Posted on 04/01/2002 5:04:03 PM PST by SamAdams76

The hodgepodge of old brick buildings on the east side of Winston-Salem, North Carolina doesn't look like the source of half a century of magic. Tucked away on Ivy Avenue, the buildings look like what they are: old factory spaces in a declining neighborhood, where people still make an old product in an old way.

And yet, when Jennifer Tilly showed up at this year's Kentucky Derby with some of Ivy Avenue's best, it made news. When Lauren Bacall slipped into the Upper West Side boutique that sells Ivy Avenue's product, the New York tabloids took note. Last January, when the first store carrying Ivy Avenue's output opened in Los Angeles, people drove from more than 50 miles away to stand in line. And in an interview that was part of the flirt-and-flash publicity for her film Eyes Wide Shut, Nicole Kidman confessed that while Tom is wonderful, what really makes her weak in the knees comes from Ivy Avenue: doughnuts.

Krispy Kreme doughnuts.

Hot Krispy Kreme doughnuts.

The glaze so delicate that it melts under your fingers as you pick up a Krispy Kreme. The doughnuts so airy that lifting one without denting it is impossible. The mood in a Krispy Kreme store so evocative, you can't enter without smiling.

All 150 Krispy Kreme stores make their doughnuts out in the open, where you can watch. An orderly parade of doughnuts floats through the fryer, flipping over automatically halfway through the cooking process. Then a conveyor whisks the doughnuts out of the hot shortening and into a glistening cascade of glaze.

These are not donuts. They're doughnuts.

But what goes on at the store level is part of the mystery and the sleight of hand of Krispy Kreme -- because, although it takes months to learn to make a Krispy Kreme doughnut, what happens in each store is only the finale of a carefully choreographed process that is completely controlled from within those brick buildings on Ivy Avenue.

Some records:
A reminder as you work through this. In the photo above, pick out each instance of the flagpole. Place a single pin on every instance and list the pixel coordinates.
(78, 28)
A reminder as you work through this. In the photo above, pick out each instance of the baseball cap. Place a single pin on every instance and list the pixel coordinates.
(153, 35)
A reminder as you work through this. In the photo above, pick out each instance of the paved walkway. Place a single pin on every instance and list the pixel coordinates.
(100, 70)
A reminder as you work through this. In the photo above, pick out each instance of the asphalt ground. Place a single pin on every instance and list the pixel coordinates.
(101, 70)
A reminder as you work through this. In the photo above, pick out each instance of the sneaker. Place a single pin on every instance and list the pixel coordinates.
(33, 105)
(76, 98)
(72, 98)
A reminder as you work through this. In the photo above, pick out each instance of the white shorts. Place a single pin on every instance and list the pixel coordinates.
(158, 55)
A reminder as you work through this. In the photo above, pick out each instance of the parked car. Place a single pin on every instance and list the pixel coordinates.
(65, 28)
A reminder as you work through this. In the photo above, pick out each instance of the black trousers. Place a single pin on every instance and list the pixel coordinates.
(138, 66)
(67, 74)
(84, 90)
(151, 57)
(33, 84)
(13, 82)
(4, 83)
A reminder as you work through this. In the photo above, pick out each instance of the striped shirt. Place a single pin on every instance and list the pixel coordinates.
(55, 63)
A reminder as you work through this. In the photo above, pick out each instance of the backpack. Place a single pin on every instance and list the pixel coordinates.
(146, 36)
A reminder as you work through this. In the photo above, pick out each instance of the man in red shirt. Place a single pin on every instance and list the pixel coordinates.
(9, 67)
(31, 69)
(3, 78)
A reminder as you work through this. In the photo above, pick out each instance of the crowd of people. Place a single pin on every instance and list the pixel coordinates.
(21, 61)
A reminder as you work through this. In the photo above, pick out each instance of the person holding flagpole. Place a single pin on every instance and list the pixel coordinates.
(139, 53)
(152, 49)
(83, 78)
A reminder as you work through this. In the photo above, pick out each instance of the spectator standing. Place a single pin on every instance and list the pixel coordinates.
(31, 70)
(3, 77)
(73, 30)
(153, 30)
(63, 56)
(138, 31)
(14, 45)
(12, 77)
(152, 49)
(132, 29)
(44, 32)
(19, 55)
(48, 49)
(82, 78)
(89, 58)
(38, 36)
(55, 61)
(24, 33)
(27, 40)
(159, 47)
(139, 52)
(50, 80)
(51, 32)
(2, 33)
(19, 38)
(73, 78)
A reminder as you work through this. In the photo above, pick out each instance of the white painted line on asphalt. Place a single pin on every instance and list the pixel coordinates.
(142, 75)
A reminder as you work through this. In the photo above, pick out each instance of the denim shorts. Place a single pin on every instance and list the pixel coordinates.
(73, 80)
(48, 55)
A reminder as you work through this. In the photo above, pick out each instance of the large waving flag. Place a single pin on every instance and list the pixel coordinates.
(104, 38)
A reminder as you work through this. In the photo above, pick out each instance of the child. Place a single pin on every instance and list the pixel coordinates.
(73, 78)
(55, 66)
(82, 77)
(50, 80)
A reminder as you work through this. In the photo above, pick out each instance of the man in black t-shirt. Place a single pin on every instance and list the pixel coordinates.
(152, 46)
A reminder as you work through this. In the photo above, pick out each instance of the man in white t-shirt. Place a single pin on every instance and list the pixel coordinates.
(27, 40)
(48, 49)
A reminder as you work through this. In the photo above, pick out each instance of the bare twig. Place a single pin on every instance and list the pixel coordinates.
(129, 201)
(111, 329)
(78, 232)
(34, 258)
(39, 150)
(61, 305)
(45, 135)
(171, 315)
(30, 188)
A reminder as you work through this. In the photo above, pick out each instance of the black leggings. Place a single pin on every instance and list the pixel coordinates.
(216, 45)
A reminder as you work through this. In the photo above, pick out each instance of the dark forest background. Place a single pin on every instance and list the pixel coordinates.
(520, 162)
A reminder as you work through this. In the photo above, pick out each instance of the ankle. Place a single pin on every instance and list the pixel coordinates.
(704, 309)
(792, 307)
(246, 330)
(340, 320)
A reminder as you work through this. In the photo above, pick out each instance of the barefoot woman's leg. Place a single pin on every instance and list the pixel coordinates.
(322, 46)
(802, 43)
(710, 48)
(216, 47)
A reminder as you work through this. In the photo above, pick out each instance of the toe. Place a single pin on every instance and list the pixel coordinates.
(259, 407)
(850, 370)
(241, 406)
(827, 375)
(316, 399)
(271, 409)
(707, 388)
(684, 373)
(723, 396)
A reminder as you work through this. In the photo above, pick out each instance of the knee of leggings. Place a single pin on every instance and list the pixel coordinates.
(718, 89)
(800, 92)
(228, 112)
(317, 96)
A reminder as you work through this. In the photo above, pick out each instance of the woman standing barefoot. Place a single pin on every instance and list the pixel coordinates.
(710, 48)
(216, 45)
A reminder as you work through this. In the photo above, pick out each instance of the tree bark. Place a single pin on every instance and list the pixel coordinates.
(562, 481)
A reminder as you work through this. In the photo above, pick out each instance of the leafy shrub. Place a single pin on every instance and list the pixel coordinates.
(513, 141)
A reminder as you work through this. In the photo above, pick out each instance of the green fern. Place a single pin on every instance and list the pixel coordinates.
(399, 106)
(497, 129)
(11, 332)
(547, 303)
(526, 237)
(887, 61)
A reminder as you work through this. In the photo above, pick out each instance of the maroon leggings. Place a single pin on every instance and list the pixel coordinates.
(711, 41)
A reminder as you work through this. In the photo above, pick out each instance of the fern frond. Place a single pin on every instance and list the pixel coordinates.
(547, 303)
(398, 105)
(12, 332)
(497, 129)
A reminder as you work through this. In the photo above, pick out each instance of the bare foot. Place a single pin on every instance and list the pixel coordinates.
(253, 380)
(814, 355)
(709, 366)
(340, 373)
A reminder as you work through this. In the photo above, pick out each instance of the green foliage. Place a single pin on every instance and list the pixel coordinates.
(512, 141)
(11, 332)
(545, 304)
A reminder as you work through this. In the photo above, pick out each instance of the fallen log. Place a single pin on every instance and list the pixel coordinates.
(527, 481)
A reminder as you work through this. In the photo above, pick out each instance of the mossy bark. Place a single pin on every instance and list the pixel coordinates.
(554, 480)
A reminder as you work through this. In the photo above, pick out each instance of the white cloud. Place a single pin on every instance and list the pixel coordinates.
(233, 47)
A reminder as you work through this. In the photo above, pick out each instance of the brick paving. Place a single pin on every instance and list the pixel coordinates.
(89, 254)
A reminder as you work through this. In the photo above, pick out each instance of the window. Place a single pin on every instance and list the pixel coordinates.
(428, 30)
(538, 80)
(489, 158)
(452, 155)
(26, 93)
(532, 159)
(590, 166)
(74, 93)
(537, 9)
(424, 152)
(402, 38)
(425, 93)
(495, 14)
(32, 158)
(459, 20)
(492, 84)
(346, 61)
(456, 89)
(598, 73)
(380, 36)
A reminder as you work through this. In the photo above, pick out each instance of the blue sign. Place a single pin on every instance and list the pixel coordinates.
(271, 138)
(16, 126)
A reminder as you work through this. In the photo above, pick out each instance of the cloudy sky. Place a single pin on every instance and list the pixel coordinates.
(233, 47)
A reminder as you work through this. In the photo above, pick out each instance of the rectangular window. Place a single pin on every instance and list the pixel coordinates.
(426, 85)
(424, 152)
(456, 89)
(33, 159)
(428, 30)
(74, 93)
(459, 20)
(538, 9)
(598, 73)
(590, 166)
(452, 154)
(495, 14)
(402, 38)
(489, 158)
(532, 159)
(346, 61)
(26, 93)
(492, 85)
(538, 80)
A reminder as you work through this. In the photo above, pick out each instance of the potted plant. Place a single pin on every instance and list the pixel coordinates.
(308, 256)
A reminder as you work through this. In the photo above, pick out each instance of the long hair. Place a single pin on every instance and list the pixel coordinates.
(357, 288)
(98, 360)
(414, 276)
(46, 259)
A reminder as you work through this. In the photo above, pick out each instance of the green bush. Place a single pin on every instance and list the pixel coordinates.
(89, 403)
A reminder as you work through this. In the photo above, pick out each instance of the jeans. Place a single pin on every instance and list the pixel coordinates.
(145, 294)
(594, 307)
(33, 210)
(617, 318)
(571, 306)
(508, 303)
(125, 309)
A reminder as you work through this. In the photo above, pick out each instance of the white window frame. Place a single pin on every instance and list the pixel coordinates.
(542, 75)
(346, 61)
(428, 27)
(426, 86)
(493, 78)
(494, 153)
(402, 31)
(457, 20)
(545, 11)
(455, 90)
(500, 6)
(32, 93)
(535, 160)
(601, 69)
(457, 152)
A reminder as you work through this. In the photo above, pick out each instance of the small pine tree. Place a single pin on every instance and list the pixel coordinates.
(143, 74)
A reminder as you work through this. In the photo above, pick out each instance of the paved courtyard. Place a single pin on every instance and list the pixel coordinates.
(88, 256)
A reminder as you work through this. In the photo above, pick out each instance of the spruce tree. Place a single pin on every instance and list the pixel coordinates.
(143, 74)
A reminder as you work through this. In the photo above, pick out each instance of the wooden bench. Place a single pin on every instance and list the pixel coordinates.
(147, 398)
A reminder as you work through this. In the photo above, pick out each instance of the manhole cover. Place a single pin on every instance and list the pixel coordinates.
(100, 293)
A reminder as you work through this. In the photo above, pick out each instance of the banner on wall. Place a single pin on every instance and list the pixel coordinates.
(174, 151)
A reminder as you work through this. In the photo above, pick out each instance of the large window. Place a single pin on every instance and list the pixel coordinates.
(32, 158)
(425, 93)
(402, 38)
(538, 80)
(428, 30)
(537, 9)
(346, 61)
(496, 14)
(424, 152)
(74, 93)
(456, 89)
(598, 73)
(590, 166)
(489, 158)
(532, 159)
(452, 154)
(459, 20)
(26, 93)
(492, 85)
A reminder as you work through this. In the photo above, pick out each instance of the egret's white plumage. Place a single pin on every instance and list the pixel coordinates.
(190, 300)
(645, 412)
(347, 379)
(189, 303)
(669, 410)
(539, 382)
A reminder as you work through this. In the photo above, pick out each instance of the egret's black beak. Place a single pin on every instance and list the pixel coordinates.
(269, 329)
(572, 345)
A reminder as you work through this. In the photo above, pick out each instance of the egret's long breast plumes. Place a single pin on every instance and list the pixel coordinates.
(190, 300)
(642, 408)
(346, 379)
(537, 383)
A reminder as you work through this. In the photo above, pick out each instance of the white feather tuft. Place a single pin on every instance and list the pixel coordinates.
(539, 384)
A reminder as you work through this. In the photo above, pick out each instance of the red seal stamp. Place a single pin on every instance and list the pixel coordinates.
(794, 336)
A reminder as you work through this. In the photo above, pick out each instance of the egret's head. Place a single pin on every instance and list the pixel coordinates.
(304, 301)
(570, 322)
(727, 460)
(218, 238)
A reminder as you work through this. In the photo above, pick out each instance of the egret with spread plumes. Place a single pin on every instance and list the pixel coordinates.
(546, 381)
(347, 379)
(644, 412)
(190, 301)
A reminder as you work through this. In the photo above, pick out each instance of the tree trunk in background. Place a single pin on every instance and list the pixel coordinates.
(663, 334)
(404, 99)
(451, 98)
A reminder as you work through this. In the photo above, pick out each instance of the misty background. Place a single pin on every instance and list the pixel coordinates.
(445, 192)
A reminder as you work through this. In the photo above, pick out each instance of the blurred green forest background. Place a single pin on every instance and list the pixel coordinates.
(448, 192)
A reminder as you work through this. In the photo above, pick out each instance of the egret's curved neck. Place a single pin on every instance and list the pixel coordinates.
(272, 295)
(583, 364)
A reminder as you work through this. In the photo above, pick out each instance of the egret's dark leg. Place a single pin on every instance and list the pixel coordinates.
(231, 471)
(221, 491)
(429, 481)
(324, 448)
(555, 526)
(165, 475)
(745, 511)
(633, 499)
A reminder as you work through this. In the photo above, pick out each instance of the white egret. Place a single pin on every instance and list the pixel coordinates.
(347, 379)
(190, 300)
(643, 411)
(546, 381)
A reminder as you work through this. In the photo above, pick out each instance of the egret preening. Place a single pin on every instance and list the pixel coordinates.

Challenges:
a – According to the Krispy Kreme text, how many Krispy Kreme stores make their doughnuts out in the open?
b – Reproduce the Krispy Kreme text between "All 150 Krispy" and "cascade of glaze.", inclusive.
The records were drawn from a separate source.

Replies:
a – All 150 Krispy Kreme stores do.

b –
All 150 Krispy Kreme stores make their doughnuts out in the open, where you can watch. An orderly parade of doughnuts floats through the fryer, flipping over automatically halfway through the cooking process. Then a conveyor whisks the doughnuts out of the hot shortening and into a glistening cascade of glaze.